* [TEXTO EXTRAÍDO]
◆ ◆ ◆

CONCLUSION: the chance of having CS was greater among women with better socio-economic conditions, with adequate prenatal care, for primiparous, for multiparous and in twin gestations, suggesting that the basis for indication of cesarean sections were not restricted to clinical factors but influenced by non-medical reasons.

Keywords: Cesarean section/statistics & numerical data; Sexual and reproductive health; Socioeconomic factors; Risk factors; Epidemiology

Introdução

O parto cesáreo é uma alternativa médica usada em situações em que as condições materno-fetais não favorecem o parto vaginal. Apesar do reconhecimento da contribuição dessa intervenção para uma melhor assistência à saúde e da segurança da cesárea moderna, é importante que sua indicação seja criteriosa, pois não é um procedimento inócuo e pode trazer riscos adicionais para a mãe e a criança1-3.

Estudos mostram maior risco de mortalidade e morbidade materna, como hemorragias, infecções puerperais, embolia pulmonar, riscos anestésicos, entre outros1,2. Para o recém-nascido (RN), há maior probabilidade de ocorrerem distúrbios respiratórios, icterícia fisiológica, prematuridade iatrogênica, hipoglicemia, anóxia, entre outros3,4. Além disso, há interferência no vínculo mãe-filho, o qual pode influenciar negativamente o aleitamento materno4. Adicionalmente, há maior consumo de recursos hospitalares, incorrendo em maiores custos decorrentes do procedimento, do maior tempo de internação e da morbidade conseqüente4,5.

Apesar de a Organização Mundial da Saúde (OMS) recomendar taxas de no máximo 15%, vem se observando, desde o início da década de 70, uma tendência mundial para aumento deste tipo de parto. As taxas são bastante variáveis nos diversos países, sendo 13,5% na Holanda, 16% na Noruega e 16,3% na Finlândia em 2002. No mesmo ano, a França teve 18,6% de partos cesáreos, a Espanha, 23,4% e a Itália, 36,1%6. O Reino Unido e os Estados Unidos, em 2002, apresentaram proporções de 21,6 e 26,1%, respectivamente7. Na América Latina, um grande estudo ecológico mostrou que essas taxas foram muito elevadas em diversos países, pois somente sete dos 19 apresentaram taxas menores de 15% e nos restantes, onde ocorreram 81% dos partos, houve uma variação entre 16,8%, na Colômbia, e 40,0%, no México5.

O Brasil é hoje um dos países com maior ocorrência de cesarianas do mundo. Houve um aumento significativo com o passar dos anos, oscilando de 14,6% no início da década de 70 para 31,0% na década de 804. Em 1995, esta proporção foi para 35,5%, e se mantém neste patamar com pequenas variações. Em 2001, a taxa média de cesarianas foi de 38,1%, variando entre 17,4%, no Amapá, e 49,4%, no Rio de Janeiro. O Estado de São Paulo teve, em 2001, uma das maiores taxas do país (49,1%) e a região de Campinas, uma das maiores do Estado (51,8%). Na cidade de Campinas observa-se esta mesma tendência, com índices excessivamente superiores em relação ao recomendado pela OMS, apresentando aumento temporal nas últimas décadas8.

◆ ◆ ◆

* [DADOS FORNECIDOS]
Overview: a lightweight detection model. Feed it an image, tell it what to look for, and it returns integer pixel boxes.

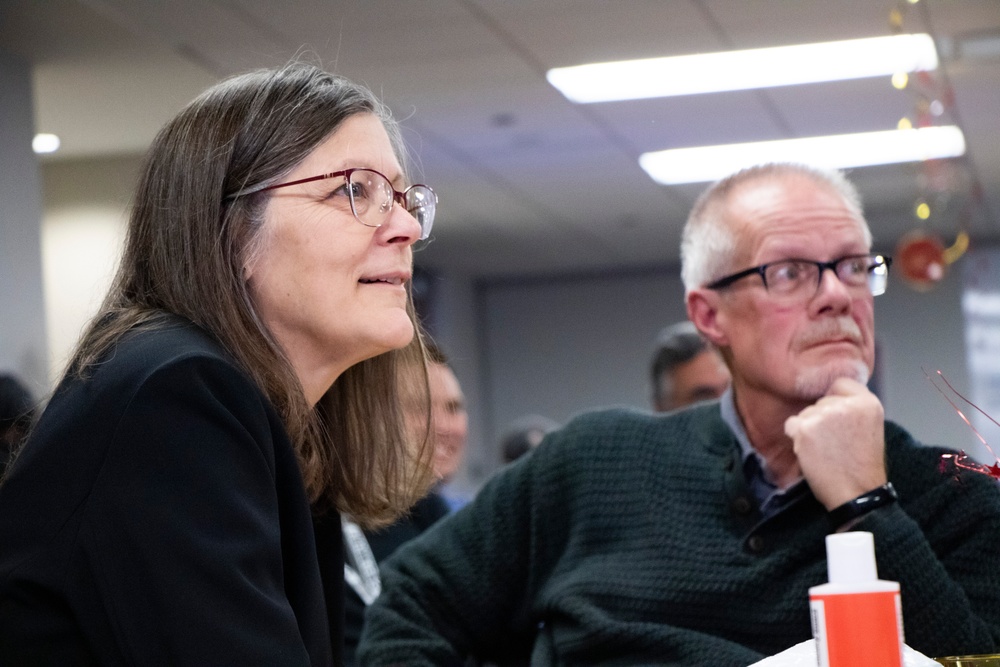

◆ ◆ ◆

No texto sobre parto cesáreo, copie o trecho que começa em "Apesar de a" e vai até "40,0%, no México5.", inclusive. Troque "Holanda" por "Países Baixos".

Apesar de a Organização Mundial da Saúde (OMS) recomendar taxas de no máximo 15%, vem se observando, desde o início da década de 70, uma tendência mundial para aumento deste tipo de parto. As taxas são bastante variáveis nos diversos países, sendo 13,5% na Países Baixos, 16% na Noruega e 16,3% na Finlândia em 2002. No mesmo ano, a França teve 18,6% de partos cesáreos, a Espanha, 23,4% e a Itália, 36,1%6. O Reino Unido e os Estados Unidos, em 2002, apresentaram proporções de 21,6 e 26,1%, respectivamente7. Na América Latina, um grande estudo ecológico mostrou que essas taxas foram muito elevadas em diversos países, pois somente sete dos 19 apresentaram taxas menores de 15% e nos restantes, onde ocorreram 81% dos partos, houve uma variação entre 16,8%, na Colômbia, e 40,0%, no México5.